[[ EXCERPT TO READ open ]]

Also, the way it works, the only way to tell the system about the entity you want to extract is in the label in the 'entities to extract' input field. That's fine if you're extracting something where the name of the entity is obvious and self-descriptive, like 'telephone_number', but imagine if you wanted to extract, say, account_number or invoice_number -- you might want to guide the system that invoice numbers always begin with INV- or that account numbers will always be 10 characters long, etc. Again, just curious for advice on how to improve performance of entity extraction. Thanks.
Ok, but if you (not soecifically you fenix but whoevers reading this) are considering using or integrating AI please read over the page just once, they took the time to help keep us safe, help make sure some underpaid content writter gets to keep their job .
I mention this because of first and last names. its considered PII (Personally Identifying Information), and sharing it under certain circumstances and/or in specific countries is a BIG Federal NO NO. In general however we dont want the model to read it and accidently associate it w something else that leads to ut replying to a "hello" with the holocaust 2.0, or more likely itd just degrade model accuracy possibly compounding it every fine-tuning ending in hallucinations, lies and GPT2 lol.
a strategy to get around this is to substitue every name with an id, like a hash map would or a UUID/GUID then store than in a retool db or something.
ok so the secret to a lable like account_number or something, would actually be regex =).
I can definitely make a feature request for another input field that could be used to provide additional context to better define the 'entity to extract'!
Currently it works for simple examples but could be much more refined with additional context as you mentioned in your example with prefixes such as INV or defining the length of a number, etc.
I believe that under the hood the whole 'input' field is sent to the LLM model where it then can try to parse out instructions in the beginning paragraph and then apply such rules/logic to the following information in the 'input' field.
AI tools are new so we appreciate the feedback as we try to improve and fine tune the UI for users to best set up their payload to be properly utilized by the models!

[[ EXCERPT TO READ closed ]]
[[ ENTRIES PROVIDED open ]]

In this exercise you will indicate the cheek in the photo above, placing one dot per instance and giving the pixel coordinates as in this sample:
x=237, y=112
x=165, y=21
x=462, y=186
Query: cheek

[[ ENTRIES PROVIDED closed ]]

CHECK YOUR UNDERSTANDING:
**1.** In the thread on entity extraction, what strategy is proposed for dealing with first and last names?
**2.** From the thread on entity extraction, copy out the passage between "ok so the secret" and "by the models!", inclusive.

EXPECTED OUTPUTS:
**1.** Substitute every name with an id, as a hash map would, or with a UUID/GUID, and store it in a Retool db or something similar.

**2.**
ok so the secret to a lable like account_number or something, would actually be regex =).
I can definitely make a feature request for another input field that could be used to provide additional context to better define the 'entity to extract'!
Currently it works for simple examples but could be much more refined with additional context as you mentioned in your example with prefixes such as INV or defining the length of a number, etc.
I believe that under the hood the whole 'input' field is sent to the LLM model where it then can try to parse out instructions in the beginning paragraph and then apply such rules/logic to the following information in the 'input' field.
AI tools are new so we appreciate the feedback as we try to improve and fine tune the UI for users to best set up their payload to be properly utilized by the models!